══ Source ══
Studio album by Alter Bridge
- Released: October 14, 2022
- Recorded: March 28 – May 17, 2022
- Studio: Studio Barbarosa (Orlando, Florida)
- Genre: Hard rock; alternative metal; progressive rock;
- Length: 53:37
- Label: Napalm
- Producer: Michael Baskette

Alter Bridge chronology
| Walk the Sky (2019) | Pawns & Kings (2022) | Alter Bridge (2026) |

Singles from Pawns & Kings
- "Pawns & Kings" Released: July 18, 2022; "Silver Tongue" Released: August 1, 2022; "Sin After Sin" Released: September 8, 2022; "This Is War" Released: October 4, 2022; "Holiday" Released: January 10, 2023;

= Pawns & Kings =

Pawns & Kings is the seventh studio album by American rock band Alter Bridge. It is the follow-up to 2019's Walk the Sky. It was released on October 14, 2022, via Napalm Records. It was ranked as the second best guitar album of 2022 by Guitar World readers, who also ranked the solo of the title track as the 5th best guitar solo of 2022.
═══
* Challenge: According to the Pawns & Kings text, who produced the album? The material that comes next has no connection to the Pawns & Kings text.
══ Data lines ══
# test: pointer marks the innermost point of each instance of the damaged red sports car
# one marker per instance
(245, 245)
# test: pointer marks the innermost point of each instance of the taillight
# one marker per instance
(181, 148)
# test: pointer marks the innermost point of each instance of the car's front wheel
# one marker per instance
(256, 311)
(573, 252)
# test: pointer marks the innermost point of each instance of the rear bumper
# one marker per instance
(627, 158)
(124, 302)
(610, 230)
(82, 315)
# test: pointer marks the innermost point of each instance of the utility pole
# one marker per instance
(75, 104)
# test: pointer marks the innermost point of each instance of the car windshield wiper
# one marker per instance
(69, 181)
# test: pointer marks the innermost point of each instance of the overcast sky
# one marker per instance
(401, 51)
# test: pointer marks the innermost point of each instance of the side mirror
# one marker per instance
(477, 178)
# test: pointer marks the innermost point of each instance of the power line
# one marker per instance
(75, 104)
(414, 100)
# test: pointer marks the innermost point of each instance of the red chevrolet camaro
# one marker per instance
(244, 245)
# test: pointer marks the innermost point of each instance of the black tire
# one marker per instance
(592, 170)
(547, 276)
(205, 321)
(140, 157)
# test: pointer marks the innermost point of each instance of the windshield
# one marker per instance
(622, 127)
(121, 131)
═══
* Correct answer: Michael Baskette